* _AIM OF THE TASK_
Find each line in the material that contains the word "blue" and copy those lines out.

▼

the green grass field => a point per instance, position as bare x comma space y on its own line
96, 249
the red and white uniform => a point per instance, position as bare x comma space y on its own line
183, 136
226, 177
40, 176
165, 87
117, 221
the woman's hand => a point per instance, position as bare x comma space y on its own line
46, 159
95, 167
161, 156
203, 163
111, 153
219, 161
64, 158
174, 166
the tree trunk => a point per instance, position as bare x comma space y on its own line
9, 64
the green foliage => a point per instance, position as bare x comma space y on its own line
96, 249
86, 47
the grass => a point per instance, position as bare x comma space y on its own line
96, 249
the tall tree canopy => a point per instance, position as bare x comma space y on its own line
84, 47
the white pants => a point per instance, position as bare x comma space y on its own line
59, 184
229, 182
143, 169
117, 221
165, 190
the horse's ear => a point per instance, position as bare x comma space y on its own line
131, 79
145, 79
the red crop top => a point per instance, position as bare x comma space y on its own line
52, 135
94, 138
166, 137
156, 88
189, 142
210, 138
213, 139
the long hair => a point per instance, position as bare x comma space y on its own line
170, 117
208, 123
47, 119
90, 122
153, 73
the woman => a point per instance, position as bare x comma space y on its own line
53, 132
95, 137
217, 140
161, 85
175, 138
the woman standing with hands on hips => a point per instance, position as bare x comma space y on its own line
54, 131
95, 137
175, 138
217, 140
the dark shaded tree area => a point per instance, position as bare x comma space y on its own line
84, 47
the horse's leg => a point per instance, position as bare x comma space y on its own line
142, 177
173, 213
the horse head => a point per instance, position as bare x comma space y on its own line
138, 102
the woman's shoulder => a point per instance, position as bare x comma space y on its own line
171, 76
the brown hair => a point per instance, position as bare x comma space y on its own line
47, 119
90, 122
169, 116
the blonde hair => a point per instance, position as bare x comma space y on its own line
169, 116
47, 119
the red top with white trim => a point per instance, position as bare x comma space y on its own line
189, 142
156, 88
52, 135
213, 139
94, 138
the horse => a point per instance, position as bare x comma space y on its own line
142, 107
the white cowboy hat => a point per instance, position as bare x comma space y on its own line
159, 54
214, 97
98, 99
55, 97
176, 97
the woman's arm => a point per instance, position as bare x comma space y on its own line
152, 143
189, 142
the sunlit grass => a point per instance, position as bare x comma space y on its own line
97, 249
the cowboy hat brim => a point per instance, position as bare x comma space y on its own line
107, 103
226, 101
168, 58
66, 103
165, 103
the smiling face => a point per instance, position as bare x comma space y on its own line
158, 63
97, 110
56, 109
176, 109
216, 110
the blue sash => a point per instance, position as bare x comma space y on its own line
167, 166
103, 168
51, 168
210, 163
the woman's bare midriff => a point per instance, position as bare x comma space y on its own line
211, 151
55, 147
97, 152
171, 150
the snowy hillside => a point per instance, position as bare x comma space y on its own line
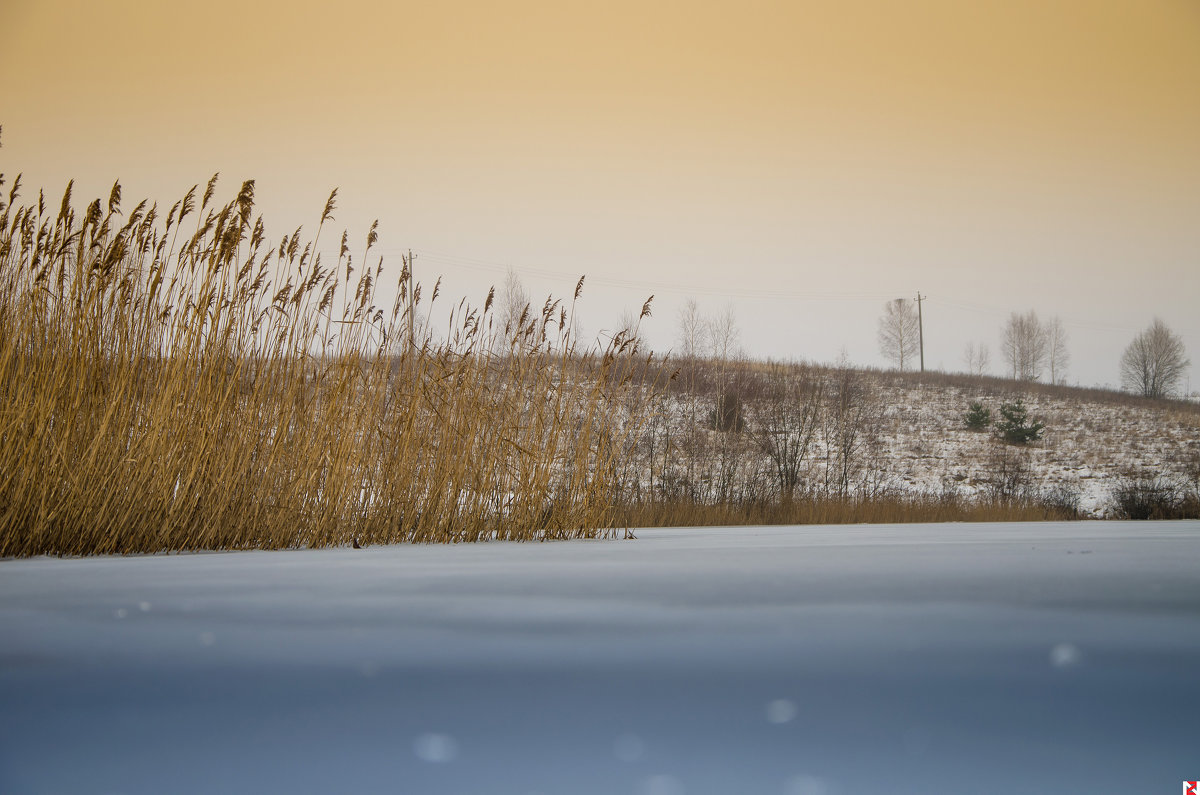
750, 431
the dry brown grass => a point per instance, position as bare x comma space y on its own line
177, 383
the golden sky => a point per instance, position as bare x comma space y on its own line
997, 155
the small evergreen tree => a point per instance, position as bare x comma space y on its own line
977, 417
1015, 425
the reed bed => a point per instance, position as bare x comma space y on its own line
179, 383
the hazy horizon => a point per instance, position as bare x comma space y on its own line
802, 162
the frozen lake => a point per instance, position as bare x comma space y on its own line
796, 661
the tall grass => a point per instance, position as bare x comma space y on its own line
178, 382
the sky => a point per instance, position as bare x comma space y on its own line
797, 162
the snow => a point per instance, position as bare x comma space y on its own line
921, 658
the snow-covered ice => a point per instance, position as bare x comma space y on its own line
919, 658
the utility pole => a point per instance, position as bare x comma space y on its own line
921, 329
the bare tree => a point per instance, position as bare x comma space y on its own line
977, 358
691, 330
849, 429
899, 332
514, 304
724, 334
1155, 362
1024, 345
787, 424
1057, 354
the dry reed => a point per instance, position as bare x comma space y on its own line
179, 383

▲
▼

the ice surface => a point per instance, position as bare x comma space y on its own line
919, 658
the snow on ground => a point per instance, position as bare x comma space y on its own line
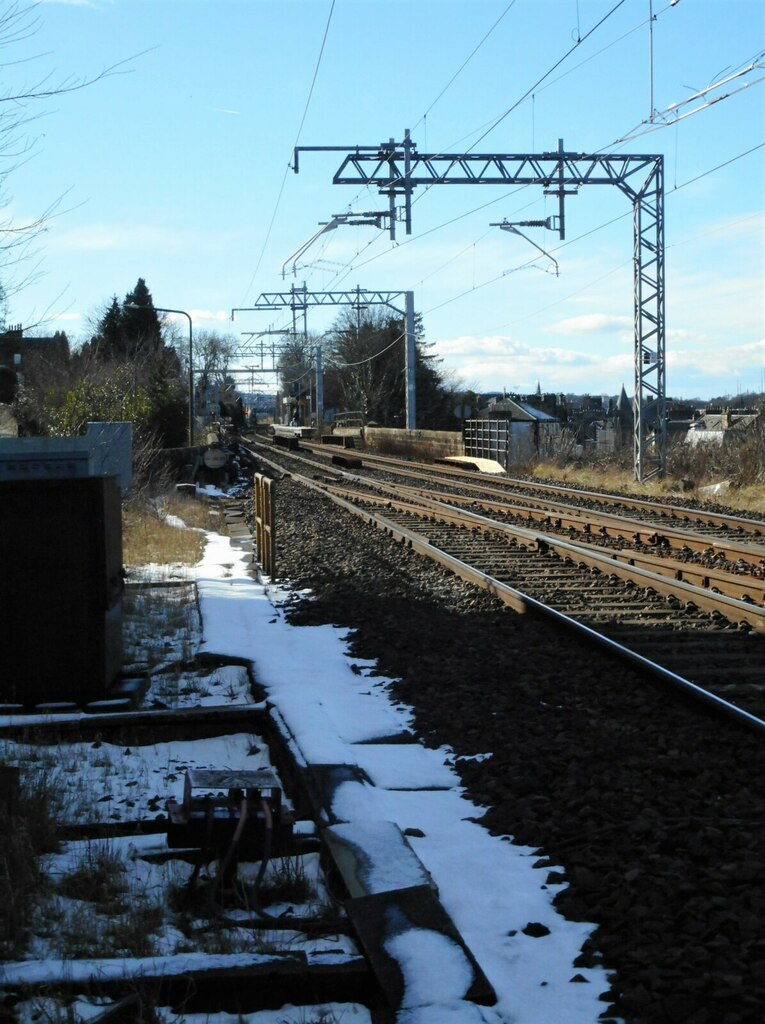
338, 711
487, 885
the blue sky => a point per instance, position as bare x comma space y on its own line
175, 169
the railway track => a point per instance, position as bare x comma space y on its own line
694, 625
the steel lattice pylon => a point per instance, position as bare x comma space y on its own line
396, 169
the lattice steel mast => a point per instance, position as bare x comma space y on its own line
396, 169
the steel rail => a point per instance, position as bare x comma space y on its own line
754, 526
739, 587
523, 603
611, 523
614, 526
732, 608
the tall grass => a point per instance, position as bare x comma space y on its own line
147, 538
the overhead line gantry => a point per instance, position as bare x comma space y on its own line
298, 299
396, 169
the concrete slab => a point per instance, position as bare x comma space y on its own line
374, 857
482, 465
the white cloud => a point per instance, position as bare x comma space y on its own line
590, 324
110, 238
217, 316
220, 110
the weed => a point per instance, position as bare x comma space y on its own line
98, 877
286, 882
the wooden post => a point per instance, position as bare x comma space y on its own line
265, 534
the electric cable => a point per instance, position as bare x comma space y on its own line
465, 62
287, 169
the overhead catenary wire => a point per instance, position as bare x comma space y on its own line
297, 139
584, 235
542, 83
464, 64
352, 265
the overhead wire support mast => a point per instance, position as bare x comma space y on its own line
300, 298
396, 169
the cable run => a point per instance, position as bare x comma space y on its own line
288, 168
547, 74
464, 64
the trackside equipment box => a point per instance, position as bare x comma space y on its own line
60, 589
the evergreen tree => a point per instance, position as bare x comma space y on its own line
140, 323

▲
▼

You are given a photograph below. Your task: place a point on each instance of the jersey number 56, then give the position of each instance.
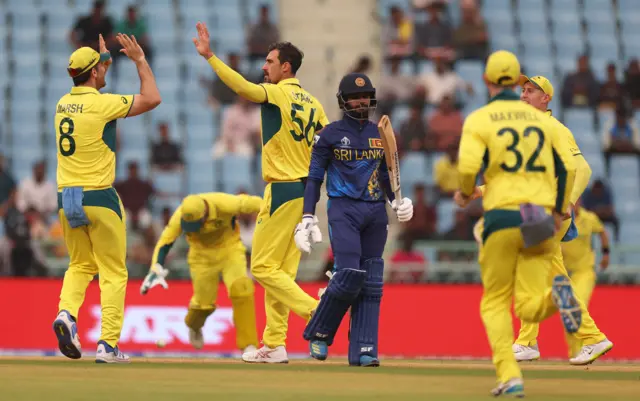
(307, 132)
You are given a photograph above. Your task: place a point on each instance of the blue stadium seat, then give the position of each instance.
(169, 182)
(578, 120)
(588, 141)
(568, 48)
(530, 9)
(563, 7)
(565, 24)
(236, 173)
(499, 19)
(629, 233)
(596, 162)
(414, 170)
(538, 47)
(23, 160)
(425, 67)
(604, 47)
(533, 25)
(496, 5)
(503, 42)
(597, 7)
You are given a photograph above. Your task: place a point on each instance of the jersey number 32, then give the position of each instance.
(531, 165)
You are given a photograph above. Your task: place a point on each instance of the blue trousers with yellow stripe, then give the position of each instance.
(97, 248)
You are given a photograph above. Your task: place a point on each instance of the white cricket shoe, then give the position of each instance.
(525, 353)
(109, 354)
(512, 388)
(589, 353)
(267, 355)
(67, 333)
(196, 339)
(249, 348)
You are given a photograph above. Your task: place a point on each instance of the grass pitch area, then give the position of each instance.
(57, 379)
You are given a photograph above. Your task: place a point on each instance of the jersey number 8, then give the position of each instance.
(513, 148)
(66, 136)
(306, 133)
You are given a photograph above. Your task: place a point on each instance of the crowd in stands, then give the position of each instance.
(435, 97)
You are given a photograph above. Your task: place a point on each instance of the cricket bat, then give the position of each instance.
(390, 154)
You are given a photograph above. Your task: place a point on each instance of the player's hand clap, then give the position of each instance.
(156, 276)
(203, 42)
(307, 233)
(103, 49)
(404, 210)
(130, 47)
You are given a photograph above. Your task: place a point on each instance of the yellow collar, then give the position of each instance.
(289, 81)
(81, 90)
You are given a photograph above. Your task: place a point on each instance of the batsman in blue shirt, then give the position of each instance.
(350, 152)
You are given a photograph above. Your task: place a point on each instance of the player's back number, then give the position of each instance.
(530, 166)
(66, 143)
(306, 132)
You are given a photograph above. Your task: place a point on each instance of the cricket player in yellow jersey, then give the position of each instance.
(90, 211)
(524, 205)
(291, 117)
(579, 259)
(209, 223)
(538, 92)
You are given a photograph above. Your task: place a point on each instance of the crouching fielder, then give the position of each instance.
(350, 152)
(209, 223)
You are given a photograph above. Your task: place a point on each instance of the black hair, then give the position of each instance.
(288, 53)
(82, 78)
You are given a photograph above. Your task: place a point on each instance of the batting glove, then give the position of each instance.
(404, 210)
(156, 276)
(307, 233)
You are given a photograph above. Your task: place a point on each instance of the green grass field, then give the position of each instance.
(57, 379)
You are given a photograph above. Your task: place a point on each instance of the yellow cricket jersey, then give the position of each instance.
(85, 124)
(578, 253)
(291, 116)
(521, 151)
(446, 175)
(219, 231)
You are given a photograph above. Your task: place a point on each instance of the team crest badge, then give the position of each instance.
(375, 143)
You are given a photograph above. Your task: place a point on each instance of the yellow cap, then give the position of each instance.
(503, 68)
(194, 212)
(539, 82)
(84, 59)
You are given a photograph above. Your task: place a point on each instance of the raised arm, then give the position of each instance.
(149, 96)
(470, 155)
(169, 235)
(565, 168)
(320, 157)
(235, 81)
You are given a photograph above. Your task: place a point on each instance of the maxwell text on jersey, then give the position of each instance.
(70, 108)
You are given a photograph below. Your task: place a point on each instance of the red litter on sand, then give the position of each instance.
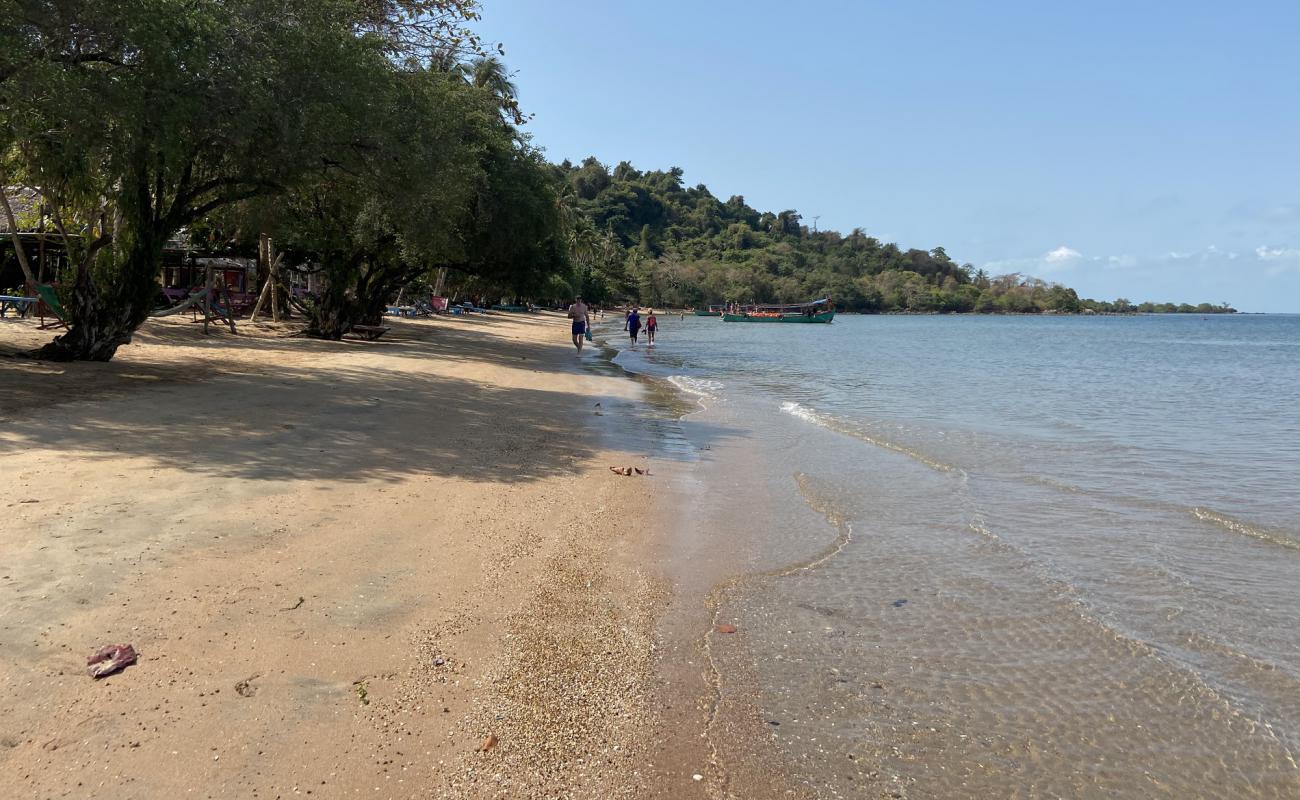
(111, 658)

▲

* _TASK RESULT_
the blue sash => a point per instance, position as bare x comma space y on its own line
the blue sky => a point per instance, position as bare x comma space y on its own line
You are given a photograph above. Your task: place a point on each instance of the blue stadium seat, then give the position of each instance.
You are given a photograph above. Your task: place a point on each instance of the blue trousers with yellow stripe, then give the position of each instance.
You are given a photograph above. Your task: place a point on each instance of the batsman in blue shirt, then give the position of each instance.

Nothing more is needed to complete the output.